◆ DIRECTIONS
An identical copy of all the records is what the answer must contain.

═══

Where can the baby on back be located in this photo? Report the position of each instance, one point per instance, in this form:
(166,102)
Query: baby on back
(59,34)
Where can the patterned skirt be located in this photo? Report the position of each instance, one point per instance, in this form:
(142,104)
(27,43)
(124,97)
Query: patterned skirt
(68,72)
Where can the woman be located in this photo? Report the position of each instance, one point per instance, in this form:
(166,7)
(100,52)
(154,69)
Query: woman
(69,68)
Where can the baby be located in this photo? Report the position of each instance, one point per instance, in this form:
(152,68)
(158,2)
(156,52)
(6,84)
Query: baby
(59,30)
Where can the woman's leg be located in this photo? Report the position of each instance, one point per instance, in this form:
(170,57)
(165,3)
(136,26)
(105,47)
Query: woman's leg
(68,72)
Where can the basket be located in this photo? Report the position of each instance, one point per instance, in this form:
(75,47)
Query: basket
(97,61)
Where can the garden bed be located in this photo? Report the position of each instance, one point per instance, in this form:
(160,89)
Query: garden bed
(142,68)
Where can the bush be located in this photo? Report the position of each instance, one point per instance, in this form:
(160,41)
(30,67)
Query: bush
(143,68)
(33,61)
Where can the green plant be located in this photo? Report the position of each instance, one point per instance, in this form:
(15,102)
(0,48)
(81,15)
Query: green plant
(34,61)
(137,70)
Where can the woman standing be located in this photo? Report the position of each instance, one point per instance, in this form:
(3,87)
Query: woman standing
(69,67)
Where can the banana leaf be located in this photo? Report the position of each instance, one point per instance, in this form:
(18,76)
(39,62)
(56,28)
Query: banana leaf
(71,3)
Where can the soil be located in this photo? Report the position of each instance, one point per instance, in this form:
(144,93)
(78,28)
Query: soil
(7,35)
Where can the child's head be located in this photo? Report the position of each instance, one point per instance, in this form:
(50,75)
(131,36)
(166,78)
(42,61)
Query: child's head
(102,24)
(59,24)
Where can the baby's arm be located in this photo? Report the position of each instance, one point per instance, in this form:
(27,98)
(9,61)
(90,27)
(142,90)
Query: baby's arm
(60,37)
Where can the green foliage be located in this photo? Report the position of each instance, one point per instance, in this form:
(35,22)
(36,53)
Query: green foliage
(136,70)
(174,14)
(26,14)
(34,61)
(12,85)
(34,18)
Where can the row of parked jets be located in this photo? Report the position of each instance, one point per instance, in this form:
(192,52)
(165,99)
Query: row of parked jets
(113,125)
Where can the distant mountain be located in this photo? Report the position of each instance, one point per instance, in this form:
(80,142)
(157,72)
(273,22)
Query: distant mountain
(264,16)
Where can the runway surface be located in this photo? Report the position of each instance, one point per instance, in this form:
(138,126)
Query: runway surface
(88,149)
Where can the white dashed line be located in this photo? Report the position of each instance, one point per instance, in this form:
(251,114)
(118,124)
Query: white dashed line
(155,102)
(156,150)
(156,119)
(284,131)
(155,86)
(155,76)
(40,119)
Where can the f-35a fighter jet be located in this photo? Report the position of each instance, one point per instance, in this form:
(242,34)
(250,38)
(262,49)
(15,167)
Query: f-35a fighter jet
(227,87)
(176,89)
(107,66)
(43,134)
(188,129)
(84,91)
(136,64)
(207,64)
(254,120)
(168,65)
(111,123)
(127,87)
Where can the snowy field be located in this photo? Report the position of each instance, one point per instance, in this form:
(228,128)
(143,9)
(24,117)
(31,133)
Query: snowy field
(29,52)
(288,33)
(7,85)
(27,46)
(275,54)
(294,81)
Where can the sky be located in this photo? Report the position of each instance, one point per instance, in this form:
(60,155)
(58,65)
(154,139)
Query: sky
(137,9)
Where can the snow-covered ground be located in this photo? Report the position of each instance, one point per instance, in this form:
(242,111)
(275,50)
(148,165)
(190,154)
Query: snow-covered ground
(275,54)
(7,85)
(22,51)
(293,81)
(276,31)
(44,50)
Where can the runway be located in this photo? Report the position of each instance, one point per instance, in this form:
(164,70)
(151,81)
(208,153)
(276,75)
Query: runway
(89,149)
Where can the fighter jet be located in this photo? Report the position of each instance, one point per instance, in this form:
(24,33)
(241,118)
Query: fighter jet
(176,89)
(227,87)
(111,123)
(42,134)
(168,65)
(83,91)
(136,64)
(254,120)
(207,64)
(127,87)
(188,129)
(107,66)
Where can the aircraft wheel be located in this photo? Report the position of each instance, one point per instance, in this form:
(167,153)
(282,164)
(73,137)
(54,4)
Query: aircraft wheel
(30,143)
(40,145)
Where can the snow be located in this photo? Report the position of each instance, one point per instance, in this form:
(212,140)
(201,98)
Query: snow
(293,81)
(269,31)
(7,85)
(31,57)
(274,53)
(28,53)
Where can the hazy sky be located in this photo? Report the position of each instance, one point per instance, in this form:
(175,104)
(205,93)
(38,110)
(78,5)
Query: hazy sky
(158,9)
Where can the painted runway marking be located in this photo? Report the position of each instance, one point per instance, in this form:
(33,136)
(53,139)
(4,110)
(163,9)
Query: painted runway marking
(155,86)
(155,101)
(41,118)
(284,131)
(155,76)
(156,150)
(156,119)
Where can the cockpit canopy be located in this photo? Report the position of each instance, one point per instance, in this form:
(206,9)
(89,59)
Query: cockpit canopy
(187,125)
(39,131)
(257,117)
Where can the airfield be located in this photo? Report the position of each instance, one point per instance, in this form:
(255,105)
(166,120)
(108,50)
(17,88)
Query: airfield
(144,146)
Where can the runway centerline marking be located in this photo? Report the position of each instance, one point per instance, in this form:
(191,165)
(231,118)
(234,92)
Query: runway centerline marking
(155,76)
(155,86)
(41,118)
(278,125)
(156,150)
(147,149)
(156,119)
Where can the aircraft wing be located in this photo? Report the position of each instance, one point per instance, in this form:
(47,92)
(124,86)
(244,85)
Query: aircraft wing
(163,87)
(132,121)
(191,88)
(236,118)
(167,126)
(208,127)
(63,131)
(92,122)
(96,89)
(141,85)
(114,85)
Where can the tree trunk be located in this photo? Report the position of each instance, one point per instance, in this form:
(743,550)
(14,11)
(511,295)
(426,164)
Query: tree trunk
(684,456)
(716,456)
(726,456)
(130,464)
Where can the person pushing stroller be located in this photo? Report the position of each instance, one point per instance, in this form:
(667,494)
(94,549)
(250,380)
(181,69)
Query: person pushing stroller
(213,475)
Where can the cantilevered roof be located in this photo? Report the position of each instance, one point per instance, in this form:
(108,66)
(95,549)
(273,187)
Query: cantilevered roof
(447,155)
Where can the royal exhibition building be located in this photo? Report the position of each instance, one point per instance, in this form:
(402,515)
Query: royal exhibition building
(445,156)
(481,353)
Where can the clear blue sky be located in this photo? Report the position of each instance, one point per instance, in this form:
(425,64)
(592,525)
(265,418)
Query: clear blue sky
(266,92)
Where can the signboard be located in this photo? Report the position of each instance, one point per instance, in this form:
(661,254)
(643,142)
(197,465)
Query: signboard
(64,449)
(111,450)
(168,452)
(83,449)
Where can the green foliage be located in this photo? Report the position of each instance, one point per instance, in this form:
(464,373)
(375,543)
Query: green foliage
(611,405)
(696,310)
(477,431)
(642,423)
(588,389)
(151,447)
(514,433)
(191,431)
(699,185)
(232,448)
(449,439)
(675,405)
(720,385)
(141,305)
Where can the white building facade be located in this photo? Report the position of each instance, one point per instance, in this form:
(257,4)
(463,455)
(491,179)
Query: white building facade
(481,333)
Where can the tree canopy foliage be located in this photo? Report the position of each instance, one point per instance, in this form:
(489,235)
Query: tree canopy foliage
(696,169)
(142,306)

═══

◆ SOLUTION
Where can the baby on back be located in this photo? Report the position of each instance, one point per instance, in this form:
(166,102)
Query: baby on back
(59,34)
Where can the patterned skirt be located in this photo? Report the position of each instance, one point per instance, in this form:
(142,104)
(27,43)
(124,97)
Query: patterned skirt
(68,72)
Where can the woman be located in this photo? Report the position of each instance, one point per instance, in this form:
(166,7)
(100,52)
(154,69)
Query: woman
(69,68)
Where can the baby be located in this photo? Report the position of each instance, one point per instance, in this form:
(152,68)
(158,2)
(156,52)
(6,84)
Query: baby
(59,30)
Where can the woman's leg be located in this photo? Report the position of each instance, one point per instance, in this form:
(170,57)
(165,3)
(136,26)
(105,47)
Query: woman's leg
(68,72)
Where can the basket be located in this photo? Report the position of each instance, one point per instance, in this form:
(75,47)
Query: basket
(97,61)
Where can the garden bed be located in this photo? Report the position of each instance, one point per instance, in this form:
(160,89)
Query: garden bed
(142,68)
Where can the bush be located in this photo? Report the position of each instance, one point per instance, in this form:
(160,41)
(30,67)
Query: bush
(143,68)
(33,61)
Where can the green plant be located in this photo? Report the position of each instance, one point per instance, in this form:
(15,102)
(0,48)
(81,15)
Query: green plant
(34,61)
(137,70)
Where can the woman standing be located in this photo? Report the position of each instance, one point per instance, in this form:
(3,87)
Query: woman standing
(69,67)
Where can the banana leaf be located in this photo? Report the position of each instance, one point per instance, in this form:
(18,76)
(39,62)
(56,28)
Query: banana leaf
(71,3)
Where can the soil be located in this photo? Report the position of each instance, one point per instance, in this form:
(144,93)
(78,28)
Query: soil
(7,35)
Where can the child's head be located in this photo? Report the position of each instance, one point per instance, in this form:
(50,75)
(131,36)
(166,78)
(42,61)
Query: child's head
(102,24)
(59,24)
Where can the baby's arm be located in this photo? Report the position of each instance, one point per instance, in this form:
(27,98)
(9,61)
(90,27)
(142,90)
Query: baby's arm
(60,37)
Where can the green foliage be located in this photo? Report the position of each instance, one point per instance, in this form:
(35,22)
(36,53)
Query: green foliage
(136,70)
(174,14)
(26,14)
(34,61)
(12,85)
(34,18)
Where can the row of parked jets be located in this photo? Report the position of each instance, one point per instance, in this form:
(192,52)
(165,99)
Query: row of parked jets
(113,125)
Where can the distant mountain be located in this photo? Report the position of each instance, one point per instance, in this form:
(80,142)
(157,72)
(273,22)
Query: distant mountain
(264,16)
Where can the runway surface be located in this photo? Report the position of each instance, one point per instance, in this form:
(138,126)
Query: runway surface
(88,149)
Where can the white dashed line be located in this photo? Report the position of each instance, one point per instance, in this form:
(251,114)
(118,124)
Query: white dashed line
(155,102)
(156,150)
(156,119)
(284,131)
(155,86)
(155,76)
(40,119)
Where can the f-35a fighter jet be located in this photo? Report the position of each instance, one point per instance, in this form:
(242,34)
(250,38)
(262,49)
(15,167)
Query: f-35a fighter jet
(227,87)
(176,89)
(107,66)
(43,134)
(188,129)
(84,91)
(136,64)
(207,64)
(254,120)
(168,65)
(111,123)
(127,87)
Where can the snowy field be located in this photo? Report the position of each instance, one point per instance, in this form:
(228,128)
(143,9)
(24,117)
(31,133)
Query: snowy field
(29,52)
(288,33)
(7,85)
(27,46)
(275,54)
(294,81)
Where can the sky be located in this photo? Report the position of each instance, one point per instance, in this form:
(60,155)
(58,65)
(154,139)
Query: sky
(137,9)
Where can the snow-covered ground be located in this photo? Report the position of each instance, one point per instance, in this form:
(242,111)
(275,50)
(148,165)
(190,154)
Query: snow-covered ground
(275,54)
(7,85)
(22,51)
(293,81)
(276,31)
(44,50)
Where can the runway be located in this photo? Report the position of each instance, one point per instance, in this form:
(164,70)
(151,81)
(208,153)
(276,75)
Query: runway
(89,149)
Where can the fighter jet be located in this photo? Report the position of each instance, one point per instance, in this form:
(24,33)
(241,118)
Query: fighter jet
(176,89)
(227,87)
(111,123)
(42,134)
(168,65)
(83,91)
(136,64)
(254,120)
(207,64)
(127,87)
(188,129)
(107,66)
Where can the aircraft wheel be located in this photo? Report the position of each instance, one point per instance, in this form:
(167,153)
(282,164)
(73,137)
(54,4)
Query: aircraft wheel
(30,143)
(40,145)
Where can the snow be located in this photo? Report the position of each instance, one point per instance, in this form:
(212,140)
(201,98)
Query: snow
(293,81)
(269,31)
(7,85)
(31,57)
(274,53)
(28,53)
Where can the hazy sky be located in this photo? Report the position of each instance, one point per instance, in this form:
(175,104)
(205,93)
(38,110)
(78,5)
Query: hazy sky
(158,9)
Where can the painted runway marking be located in this photo? Report the position of each instance, one point per instance, in this form:
(33,136)
(53,139)
(4,110)
(163,9)
Query: painted runway marking
(155,86)
(155,101)
(41,118)
(284,131)
(155,76)
(156,150)
(156,119)
Where can the cockpit canopy be located in this photo? Report the position of each instance, one point per instance, in this form:
(206,9)
(89,59)
Query: cockpit canopy
(187,125)
(39,131)
(257,117)
Where can the airfield be located in this photo? Report the position of each instance, one point per instance, in this form:
(255,105)
(166,120)
(108,50)
(17,88)
Query: airfield
(144,146)
Where can the runway centerline marking be located in this photo? Report the position of each instance, one point per instance, in this form:
(191,165)
(231,118)
(234,92)
Query: runway centerline marking
(155,76)
(155,86)
(41,118)
(278,125)
(156,150)
(147,149)
(156,119)
Where can the aircraft wing be located in this photo? Report the position of each instance, one point per instance, in this form:
(47,92)
(124,86)
(244,85)
Query: aircraft wing
(163,87)
(132,121)
(191,88)
(236,118)
(167,126)
(208,127)
(63,131)
(92,122)
(96,89)
(141,85)
(114,85)
Where can the tree trunk be located in this photo? Report the position of each instance, one point per instance, in this form:
(743,550)
(14,11)
(511,295)
(426,164)
Query: tree trunk
(684,456)
(716,456)
(726,456)
(130,464)
Where can the person pushing stroller be located in this photo? Report the position of each instance, one point per instance, in this form:
(667,494)
(94,549)
(250,380)
(181,69)
Query: person pushing stroller
(213,475)
Where can the cantilevered roof be located in this photo? Report the position of each instance, one point per instance, in this form:
(108,66)
(95,549)
(273,187)
Query: cantilevered roof
(447,155)
Where can the royal exhibition building be located in this photo? Report the position of each instance, one point per instance, in this form:
(402,515)
Query: royal exhibition building
(445,156)
(481,353)
Where can the clear blue sky be located in this photo? Report the position of each instance, one point per instance, in this form:
(425,64)
(592,525)
(265,418)
Query: clear blue sky
(266,92)
Where can the signboard be located in this photo? Report the position of each instance, one point per instance, in this form:
(661,254)
(643,142)
(197,465)
Query: signboard
(64,449)
(111,450)
(168,452)
(83,449)
Where can the green foliage be located in this photo? Report the position of each instance, one point per instance, in this form:
(464,373)
(375,543)
Query: green foliage
(611,405)
(696,310)
(477,431)
(642,423)
(588,389)
(151,447)
(514,433)
(191,431)
(699,185)
(232,448)
(449,439)
(675,405)
(720,385)
(141,305)
Where can the white building facade be located in this photo? Report the position of each instance, one point per instance, in this form:
(257,4)
(463,455)
(491,179)
Query: white building facade
(481,333)
Where can the tree canopy foliage be located in this photo? Report the position of each instance, one point per instance, in this form:
(489,235)
Query: tree canopy foliage
(696,169)
(142,306)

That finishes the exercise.